» Page:
[Vm-dev] Eliot's BlockClosure model questions

Eliot Miranda eliot.miranda at gmail.com
Thu Aug 1 17:15:57 UTC 2013

On Thu, Aug 1, 2013 at 1:21 AM, Clément Bera <bera.clement at gmail.com> wrote:

> Hello Eliot,
> So I implemented clean blocks with Opal in Pharo 3. I didn't know where to
> put the byte code of the clean block, so I put it at the end of the method.
> ex:
> exampleCleanBlock
> ^ [ 1  + 2 ]
> 17 <20> pushConstant: [...]
> 18 <7C> returnTop
> 19 <76> pushConstant: 1
> 20 <77> pushConstant: 2
> 21 <B0> send: +
> 22 <7D> blockReturn
> having in the literal Array:
> [ 1 + 2 ]
> #exampleCleanBlock
> OCOpalExamples
> The startpc of the block is 19.
> Its outerContext is a context with nil as receiver and the method
> OCOpalExamples>>#exampleCleanBlock.
> Its numArgs is 0 and it has no copiedValues.
> But it does not work with the JIT.

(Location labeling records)
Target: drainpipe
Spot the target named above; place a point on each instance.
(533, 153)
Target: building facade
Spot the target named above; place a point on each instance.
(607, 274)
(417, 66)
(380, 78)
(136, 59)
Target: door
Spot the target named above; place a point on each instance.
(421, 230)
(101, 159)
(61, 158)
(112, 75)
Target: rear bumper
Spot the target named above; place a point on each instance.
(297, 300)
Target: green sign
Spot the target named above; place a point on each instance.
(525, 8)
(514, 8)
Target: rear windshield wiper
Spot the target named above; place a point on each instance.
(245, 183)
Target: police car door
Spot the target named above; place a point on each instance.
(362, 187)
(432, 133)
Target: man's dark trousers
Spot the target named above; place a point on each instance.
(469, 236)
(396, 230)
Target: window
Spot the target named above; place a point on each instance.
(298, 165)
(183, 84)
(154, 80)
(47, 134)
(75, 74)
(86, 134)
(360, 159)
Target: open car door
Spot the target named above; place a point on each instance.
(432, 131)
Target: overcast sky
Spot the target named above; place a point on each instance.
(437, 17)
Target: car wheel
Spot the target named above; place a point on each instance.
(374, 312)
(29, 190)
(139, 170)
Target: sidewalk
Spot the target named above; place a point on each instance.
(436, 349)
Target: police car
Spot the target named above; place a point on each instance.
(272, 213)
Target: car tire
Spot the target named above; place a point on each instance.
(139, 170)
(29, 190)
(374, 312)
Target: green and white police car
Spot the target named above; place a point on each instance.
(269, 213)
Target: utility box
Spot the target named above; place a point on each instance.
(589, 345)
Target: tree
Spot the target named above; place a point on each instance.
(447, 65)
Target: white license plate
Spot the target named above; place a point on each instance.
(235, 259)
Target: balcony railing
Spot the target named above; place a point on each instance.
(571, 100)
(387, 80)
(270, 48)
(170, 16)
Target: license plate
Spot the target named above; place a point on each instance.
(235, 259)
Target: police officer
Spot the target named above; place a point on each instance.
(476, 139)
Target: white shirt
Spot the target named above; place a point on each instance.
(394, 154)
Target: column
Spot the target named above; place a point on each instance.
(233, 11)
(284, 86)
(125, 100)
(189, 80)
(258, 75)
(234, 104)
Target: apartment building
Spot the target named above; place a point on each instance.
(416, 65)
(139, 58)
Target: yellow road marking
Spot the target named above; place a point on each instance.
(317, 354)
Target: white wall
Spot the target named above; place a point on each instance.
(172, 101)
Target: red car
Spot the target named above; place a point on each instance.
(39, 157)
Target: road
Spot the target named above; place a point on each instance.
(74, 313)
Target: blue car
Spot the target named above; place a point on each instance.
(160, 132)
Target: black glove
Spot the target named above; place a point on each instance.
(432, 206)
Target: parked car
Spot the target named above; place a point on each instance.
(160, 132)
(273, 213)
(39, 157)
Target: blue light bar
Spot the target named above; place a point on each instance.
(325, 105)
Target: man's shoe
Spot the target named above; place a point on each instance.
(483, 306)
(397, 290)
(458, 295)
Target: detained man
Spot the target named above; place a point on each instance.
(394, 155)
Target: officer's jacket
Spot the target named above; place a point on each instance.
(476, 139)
* * *
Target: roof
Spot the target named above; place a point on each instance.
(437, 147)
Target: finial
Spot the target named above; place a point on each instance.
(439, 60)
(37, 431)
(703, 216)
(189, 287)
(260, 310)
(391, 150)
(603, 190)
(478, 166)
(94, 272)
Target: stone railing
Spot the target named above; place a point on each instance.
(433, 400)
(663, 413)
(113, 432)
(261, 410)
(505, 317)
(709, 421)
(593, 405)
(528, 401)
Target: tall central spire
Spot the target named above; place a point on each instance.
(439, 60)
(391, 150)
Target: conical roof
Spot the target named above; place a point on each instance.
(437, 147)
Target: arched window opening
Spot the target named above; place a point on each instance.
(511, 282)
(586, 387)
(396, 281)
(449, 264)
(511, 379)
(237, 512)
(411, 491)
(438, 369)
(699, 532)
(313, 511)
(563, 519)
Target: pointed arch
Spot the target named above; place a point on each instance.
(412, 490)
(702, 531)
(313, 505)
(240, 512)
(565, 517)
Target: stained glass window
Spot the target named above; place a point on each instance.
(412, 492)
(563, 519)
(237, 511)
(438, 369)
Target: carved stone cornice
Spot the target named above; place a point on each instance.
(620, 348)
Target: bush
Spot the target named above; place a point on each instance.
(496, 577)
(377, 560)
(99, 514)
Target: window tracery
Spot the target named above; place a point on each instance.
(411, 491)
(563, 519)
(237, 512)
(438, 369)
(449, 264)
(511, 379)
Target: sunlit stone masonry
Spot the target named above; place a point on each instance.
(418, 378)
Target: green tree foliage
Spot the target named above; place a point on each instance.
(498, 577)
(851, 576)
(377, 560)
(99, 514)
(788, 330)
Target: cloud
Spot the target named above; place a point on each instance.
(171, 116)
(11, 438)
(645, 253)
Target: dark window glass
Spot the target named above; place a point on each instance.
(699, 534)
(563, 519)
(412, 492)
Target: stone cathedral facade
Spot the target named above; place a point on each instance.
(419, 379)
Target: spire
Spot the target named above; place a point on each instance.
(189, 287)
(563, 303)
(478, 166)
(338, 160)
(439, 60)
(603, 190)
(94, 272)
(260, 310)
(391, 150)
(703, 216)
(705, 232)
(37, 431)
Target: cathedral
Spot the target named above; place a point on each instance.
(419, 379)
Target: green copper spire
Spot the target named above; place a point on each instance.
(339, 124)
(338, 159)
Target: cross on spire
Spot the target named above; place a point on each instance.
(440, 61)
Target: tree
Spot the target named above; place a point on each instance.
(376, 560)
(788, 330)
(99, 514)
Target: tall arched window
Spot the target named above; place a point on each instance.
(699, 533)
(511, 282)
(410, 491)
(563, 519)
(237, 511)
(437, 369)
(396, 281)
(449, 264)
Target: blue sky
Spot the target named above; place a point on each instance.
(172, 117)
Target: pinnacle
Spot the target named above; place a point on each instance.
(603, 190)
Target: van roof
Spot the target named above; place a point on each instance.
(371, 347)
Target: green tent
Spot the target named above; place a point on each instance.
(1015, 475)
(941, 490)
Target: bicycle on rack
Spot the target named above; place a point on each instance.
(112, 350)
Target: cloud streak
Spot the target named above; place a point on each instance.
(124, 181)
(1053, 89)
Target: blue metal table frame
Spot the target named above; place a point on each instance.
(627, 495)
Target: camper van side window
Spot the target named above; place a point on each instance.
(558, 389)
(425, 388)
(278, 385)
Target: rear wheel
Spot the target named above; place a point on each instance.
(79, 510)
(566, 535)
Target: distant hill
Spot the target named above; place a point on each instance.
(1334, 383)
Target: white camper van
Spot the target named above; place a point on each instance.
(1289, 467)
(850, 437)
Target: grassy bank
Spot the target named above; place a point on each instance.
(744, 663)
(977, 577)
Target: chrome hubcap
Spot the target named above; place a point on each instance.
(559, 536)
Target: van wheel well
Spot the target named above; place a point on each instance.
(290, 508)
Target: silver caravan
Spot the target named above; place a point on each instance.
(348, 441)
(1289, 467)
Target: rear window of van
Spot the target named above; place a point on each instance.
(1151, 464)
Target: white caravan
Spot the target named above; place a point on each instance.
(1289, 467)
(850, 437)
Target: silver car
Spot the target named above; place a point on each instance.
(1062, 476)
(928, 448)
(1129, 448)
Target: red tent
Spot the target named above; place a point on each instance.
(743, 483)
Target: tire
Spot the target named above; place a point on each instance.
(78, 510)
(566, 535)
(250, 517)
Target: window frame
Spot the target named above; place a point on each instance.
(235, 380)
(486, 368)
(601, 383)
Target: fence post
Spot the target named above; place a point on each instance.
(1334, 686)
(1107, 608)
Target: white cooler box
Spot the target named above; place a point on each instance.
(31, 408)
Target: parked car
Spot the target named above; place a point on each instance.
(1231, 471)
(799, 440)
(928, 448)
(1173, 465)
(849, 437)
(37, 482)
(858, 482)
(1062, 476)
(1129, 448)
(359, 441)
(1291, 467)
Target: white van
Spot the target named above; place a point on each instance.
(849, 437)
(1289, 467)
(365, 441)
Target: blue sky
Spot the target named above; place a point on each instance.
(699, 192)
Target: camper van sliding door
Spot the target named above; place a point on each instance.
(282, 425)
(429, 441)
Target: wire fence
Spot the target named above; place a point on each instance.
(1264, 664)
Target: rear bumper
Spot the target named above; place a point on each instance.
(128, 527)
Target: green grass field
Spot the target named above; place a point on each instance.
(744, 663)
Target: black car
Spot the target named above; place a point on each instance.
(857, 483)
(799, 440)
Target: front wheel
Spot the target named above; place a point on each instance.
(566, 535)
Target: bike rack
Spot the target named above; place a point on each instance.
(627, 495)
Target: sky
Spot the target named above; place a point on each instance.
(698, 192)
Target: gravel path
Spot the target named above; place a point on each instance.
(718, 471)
==
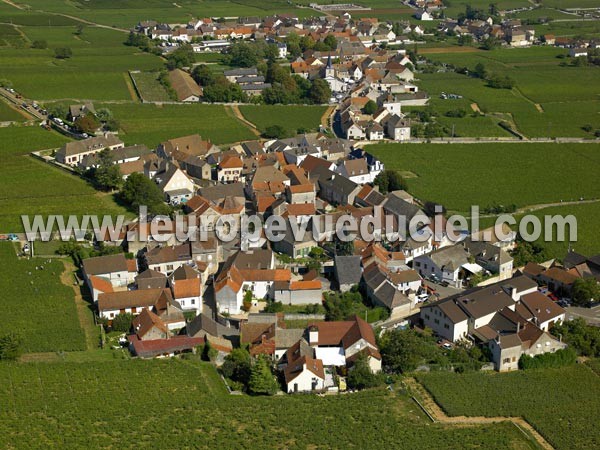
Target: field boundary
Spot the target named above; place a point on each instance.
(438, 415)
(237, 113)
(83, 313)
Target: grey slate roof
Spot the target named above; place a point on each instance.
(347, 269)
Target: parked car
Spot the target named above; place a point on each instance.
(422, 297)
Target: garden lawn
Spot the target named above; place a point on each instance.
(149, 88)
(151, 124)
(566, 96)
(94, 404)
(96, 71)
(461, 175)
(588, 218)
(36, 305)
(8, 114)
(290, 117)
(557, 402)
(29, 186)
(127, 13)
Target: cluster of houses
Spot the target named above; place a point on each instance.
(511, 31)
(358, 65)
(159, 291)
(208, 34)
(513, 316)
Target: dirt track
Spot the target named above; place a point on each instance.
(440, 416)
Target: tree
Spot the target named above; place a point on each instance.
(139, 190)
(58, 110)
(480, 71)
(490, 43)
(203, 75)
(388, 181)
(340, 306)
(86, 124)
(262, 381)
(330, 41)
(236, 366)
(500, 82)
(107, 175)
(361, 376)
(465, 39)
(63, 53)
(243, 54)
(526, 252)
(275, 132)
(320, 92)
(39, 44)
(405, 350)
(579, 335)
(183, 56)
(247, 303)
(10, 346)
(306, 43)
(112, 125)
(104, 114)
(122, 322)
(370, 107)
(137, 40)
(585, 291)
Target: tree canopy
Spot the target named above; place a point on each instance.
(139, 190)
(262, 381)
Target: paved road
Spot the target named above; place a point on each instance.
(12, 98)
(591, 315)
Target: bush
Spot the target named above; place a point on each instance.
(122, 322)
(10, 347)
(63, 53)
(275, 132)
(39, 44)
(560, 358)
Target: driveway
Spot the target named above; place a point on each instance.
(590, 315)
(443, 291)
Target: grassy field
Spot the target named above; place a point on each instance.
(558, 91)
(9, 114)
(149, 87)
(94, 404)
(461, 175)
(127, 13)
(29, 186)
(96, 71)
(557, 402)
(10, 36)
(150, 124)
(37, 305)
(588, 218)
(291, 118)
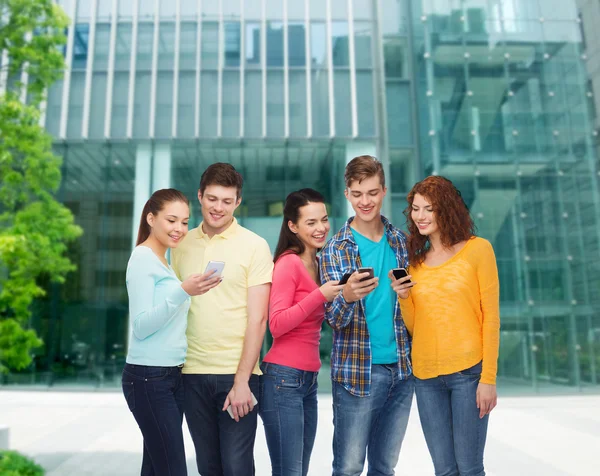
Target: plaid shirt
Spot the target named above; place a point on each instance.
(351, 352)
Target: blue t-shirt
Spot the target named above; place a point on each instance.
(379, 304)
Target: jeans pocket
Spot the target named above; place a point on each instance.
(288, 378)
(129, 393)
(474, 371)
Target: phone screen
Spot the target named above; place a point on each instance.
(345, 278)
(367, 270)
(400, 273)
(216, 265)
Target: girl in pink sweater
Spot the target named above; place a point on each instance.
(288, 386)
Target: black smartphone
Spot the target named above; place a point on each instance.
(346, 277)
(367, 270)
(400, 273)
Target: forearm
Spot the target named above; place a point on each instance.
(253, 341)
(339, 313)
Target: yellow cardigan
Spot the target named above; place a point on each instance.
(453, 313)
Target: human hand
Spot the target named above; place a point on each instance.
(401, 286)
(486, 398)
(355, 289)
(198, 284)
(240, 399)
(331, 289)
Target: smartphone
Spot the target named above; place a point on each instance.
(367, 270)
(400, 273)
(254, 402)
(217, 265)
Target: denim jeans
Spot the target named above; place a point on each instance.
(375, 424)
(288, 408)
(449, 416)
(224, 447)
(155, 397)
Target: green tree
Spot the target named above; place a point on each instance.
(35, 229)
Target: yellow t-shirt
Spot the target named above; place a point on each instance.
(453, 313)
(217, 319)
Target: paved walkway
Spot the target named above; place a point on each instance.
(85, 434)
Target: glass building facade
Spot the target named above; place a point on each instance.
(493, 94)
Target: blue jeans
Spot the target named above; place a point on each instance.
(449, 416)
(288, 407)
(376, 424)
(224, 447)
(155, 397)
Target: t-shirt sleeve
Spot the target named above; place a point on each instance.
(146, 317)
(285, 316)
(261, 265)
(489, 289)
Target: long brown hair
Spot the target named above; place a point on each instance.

» What to produce:
Quote everything from "[Vm-dev] Eliot's BlockClosure" down to "of the method." in the mailing-list post on clean blocks, keeping every character unchanged.

» Solved exercise:
[Vm-dev] Eliot's BlockClosure model questions

Eliot Miranda eliot.miranda at gmail.com
Thu Aug 1 17:15:57 UTC 2013

On Thu, Aug 1, 2013 at 1:21 AM, Clément Bera <bera.clement at gmail.com> wrote:

> Hello Eliot,
> So I implemented clean blocks with Opal in Pharo 3. I didn't know where to
> put the byte code of the clean block, so I put it at the end of the method.